⟨
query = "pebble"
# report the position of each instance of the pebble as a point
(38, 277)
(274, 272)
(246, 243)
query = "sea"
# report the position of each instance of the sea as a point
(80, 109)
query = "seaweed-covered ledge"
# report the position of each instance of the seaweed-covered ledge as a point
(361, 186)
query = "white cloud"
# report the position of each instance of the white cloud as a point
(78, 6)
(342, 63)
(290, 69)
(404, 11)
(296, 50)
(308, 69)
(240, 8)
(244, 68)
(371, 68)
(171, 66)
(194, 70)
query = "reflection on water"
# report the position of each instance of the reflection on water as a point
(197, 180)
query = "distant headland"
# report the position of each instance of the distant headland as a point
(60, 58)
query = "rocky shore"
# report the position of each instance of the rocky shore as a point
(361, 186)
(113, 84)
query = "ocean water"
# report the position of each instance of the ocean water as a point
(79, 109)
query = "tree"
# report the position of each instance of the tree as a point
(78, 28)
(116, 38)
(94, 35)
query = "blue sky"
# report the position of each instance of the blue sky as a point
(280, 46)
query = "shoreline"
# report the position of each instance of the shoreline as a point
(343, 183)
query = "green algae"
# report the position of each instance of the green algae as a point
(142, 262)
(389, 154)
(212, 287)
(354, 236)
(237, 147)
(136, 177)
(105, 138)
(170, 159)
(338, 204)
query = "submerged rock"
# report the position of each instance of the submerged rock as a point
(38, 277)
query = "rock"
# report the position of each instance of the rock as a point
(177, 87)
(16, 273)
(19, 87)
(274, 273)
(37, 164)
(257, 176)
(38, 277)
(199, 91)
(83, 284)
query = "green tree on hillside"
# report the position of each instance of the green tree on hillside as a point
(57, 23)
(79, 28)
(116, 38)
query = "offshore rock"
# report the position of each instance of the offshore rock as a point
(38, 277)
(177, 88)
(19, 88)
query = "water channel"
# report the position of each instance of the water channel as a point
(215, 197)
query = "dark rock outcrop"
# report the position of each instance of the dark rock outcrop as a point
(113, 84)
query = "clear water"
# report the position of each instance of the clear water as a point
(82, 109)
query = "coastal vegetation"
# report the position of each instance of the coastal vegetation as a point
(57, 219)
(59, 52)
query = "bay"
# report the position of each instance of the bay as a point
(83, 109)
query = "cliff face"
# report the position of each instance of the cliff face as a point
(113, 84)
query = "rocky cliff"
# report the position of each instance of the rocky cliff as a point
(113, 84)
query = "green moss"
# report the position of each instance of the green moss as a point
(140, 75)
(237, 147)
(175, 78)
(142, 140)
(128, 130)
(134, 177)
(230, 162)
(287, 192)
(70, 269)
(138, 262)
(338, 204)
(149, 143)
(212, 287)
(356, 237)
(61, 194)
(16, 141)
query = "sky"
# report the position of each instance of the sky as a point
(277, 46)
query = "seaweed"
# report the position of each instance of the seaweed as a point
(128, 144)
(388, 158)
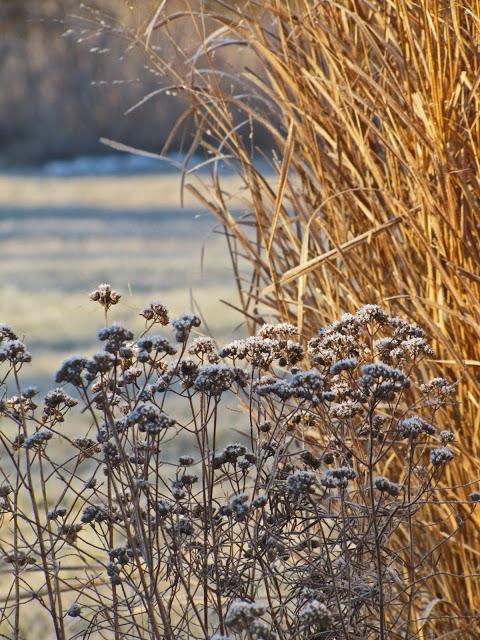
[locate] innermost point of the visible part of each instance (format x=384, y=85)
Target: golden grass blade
x=308, y=266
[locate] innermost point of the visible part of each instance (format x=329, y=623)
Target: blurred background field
x=60, y=237
x=72, y=212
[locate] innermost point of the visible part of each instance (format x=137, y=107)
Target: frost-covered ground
x=69, y=227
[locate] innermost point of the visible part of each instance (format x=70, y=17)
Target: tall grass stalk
x=372, y=108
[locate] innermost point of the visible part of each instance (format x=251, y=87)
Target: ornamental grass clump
x=293, y=508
⟩
### WHAT TO WORK ON
The entries are to be written out again exactly, without their pictures.

### EXPECTED ANSWER
query = "pebble"
# report the position of each instance of the pebble as a point
(38, 277)
(274, 272)
(246, 243)
query = "sea"
# report the position of each instance of the sea as a point
(80, 109)
query = "seaweed-covered ledge"
# report the position of each instance of the seaweed-covered ledge as a point
(361, 186)
query = "white cloud"
# report the position of each instance of the white cloud as a point
(78, 6)
(342, 63)
(290, 69)
(404, 11)
(296, 50)
(308, 69)
(240, 8)
(244, 68)
(371, 68)
(171, 66)
(194, 70)
query = "reflection on water"
# report the position of each instance of the reflection on water as a point
(197, 180)
query = "distant headland"
# report the position of each instance of the distant headland as a point
(60, 58)
query = "rocky shore"
# report the position of each instance of the rocky shore as a point
(361, 186)
(113, 84)
query = "ocean water"
# report the position of each instance of the ocean water as a point
(79, 109)
query = "tree"
# report the position of each instance of the tree as a point
(78, 28)
(116, 38)
(94, 35)
query = "blue sky"
# report the position of each instance of the blue sky as a point
(280, 46)
query = "shoreline"
# report the position of each instance of the shoreline as a point
(343, 183)
query = "green algae"
# report the position of each instance of the green algae as a point
(142, 262)
(389, 154)
(212, 287)
(354, 236)
(237, 147)
(136, 177)
(105, 138)
(170, 159)
(338, 204)
query = "submerged rock"
# report the position of each instance of the submerged rock as a point
(38, 277)
query = "rock"
# report the position of each instance of the rock as a point
(177, 87)
(16, 273)
(19, 87)
(274, 273)
(37, 164)
(257, 176)
(38, 277)
(199, 91)
(83, 284)
query = "green tree on hillside"
# report the position of each instance of the green tree on hillside as a point
(57, 23)
(79, 28)
(116, 38)
query = "offshore rock"
# report the position of each instance of the offshore rock as a point
(38, 277)
(177, 88)
(19, 88)
query = "water channel"
# report the position of each instance of the water channel as a point
(215, 197)
query = "dark rock outcrop"
# report the position of each instance of the dark rock outcrop as a point
(113, 84)
query = "clear water"
# report the position of each instance of the clear water as a point
(82, 109)
query = "coastal vegetation"
# report the position of each instance of the coastal vegetation as a point
(57, 219)
(59, 52)
query = "bay"
# report the position of each instance of the bay as a point
(83, 109)
query = "cliff face"
# report the position of each instance of the cliff face as a point
(113, 84)
query = "rocky cliff"
# report the position of each instance of the rocky cliff as a point
(113, 84)
query = "green moss"
# report the position of each instance of the green moss as a point
(140, 75)
(237, 147)
(175, 78)
(142, 140)
(128, 130)
(134, 177)
(230, 162)
(287, 192)
(70, 269)
(138, 262)
(338, 204)
(149, 143)
(212, 287)
(356, 237)
(61, 194)
(16, 141)
query = "sky"
# report the position of each instance of the sky as a point
(277, 46)
query = "seaweed"
# report the position of each instance of the seaweed as a point
(128, 144)
(388, 158)
[locate] innermost point of the visible part of each instance (format x=384, y=85)
Target: golden grass blade
x=308, y=266
[locate] innermost point of the visible part of each instance (format x=329, y=623)
Target: blurred background field
x=60, y=237
x=72, y=212
[locate] innermost point of the visible part of each instance (format x=137, y=107)
Target: frost-covered ground
x=69, y=227
[locate] innermost point of the visible part of each instance (format x=70, y=17)
Target: tall grass stalk
x=372, y=108
[locate] innermost point of the visible part of each instance (format x=251, y=87)
Target: ornamental grass clump
x=293, y=508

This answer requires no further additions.